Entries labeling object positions
+++
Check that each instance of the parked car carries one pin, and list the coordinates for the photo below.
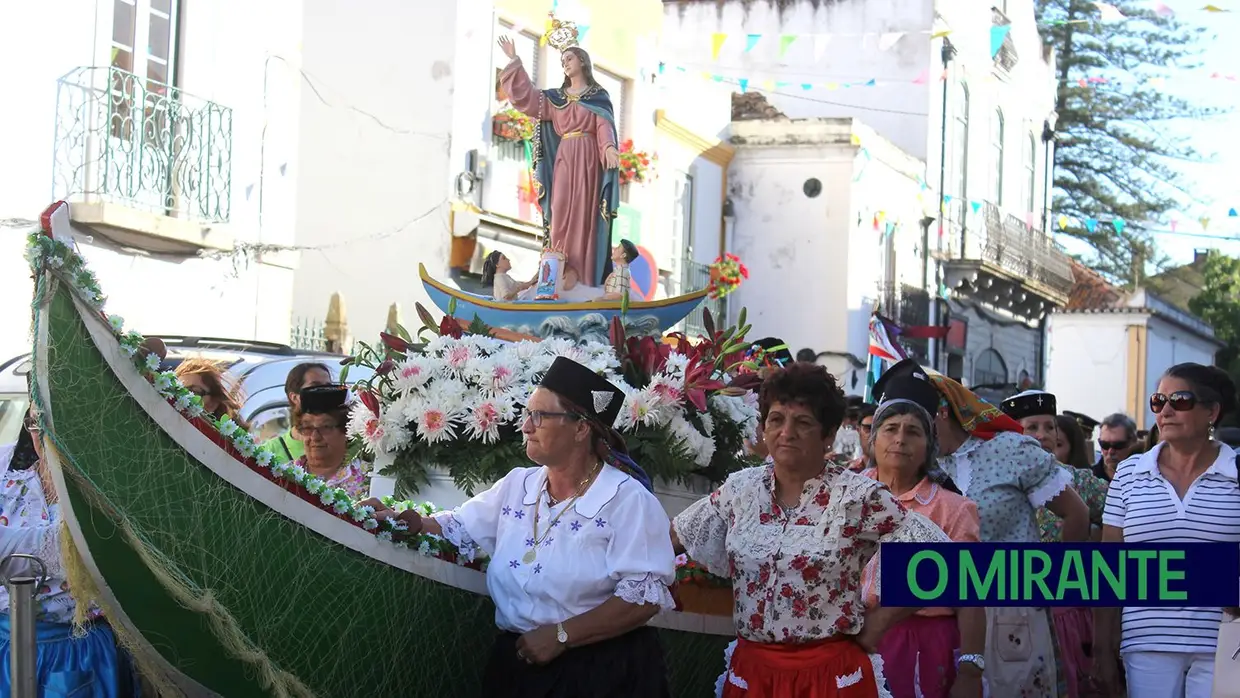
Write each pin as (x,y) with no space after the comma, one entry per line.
(259,367)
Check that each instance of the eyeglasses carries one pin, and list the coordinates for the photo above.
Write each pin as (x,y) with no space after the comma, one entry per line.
(1179,401)
(536,415)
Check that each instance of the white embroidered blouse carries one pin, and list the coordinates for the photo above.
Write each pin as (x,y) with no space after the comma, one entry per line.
(796,574)
(610,542)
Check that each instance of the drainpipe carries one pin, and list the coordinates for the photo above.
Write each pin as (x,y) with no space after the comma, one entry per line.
(949,51)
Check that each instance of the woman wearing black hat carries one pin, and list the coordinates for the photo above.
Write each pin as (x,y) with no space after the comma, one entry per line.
(580,557)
+++
Set problem> Reproduce all of the records above exactly, leaving any pictures out of your answer.

Exercise result>
Check that each instance of the parked car carries one pin, and list the coordinates for the photo below.
Write each pin as (x,y) with no space after the comma, one entry per line.
(259,367)
Check that each instance of the eyeglasses carries one pin, and list the coordinates for the photo above.
Write each pin as (x,y) with no space after the comma, one entry per line.
(1179,401)
(536,415)
Check that each instance of the white embroidered blouse carries one pin, and list the coordinates for the photo above.
Write each pin as (x,y) with no space after the comma, one entry per line.
(796,574)
(610,542)
Check that each instance of the drainpipe carries one pin, and list the coordinates for the photo above.
Write each pin as (x,y) with no space after the comma, one entry per line.
(949,51)
Check that each instance of the woman wearing black hat carries one pin, and list the coordinates for the photo above.
Write each pin as (x,y) with no space after the comma, one entry per line.
(580,557)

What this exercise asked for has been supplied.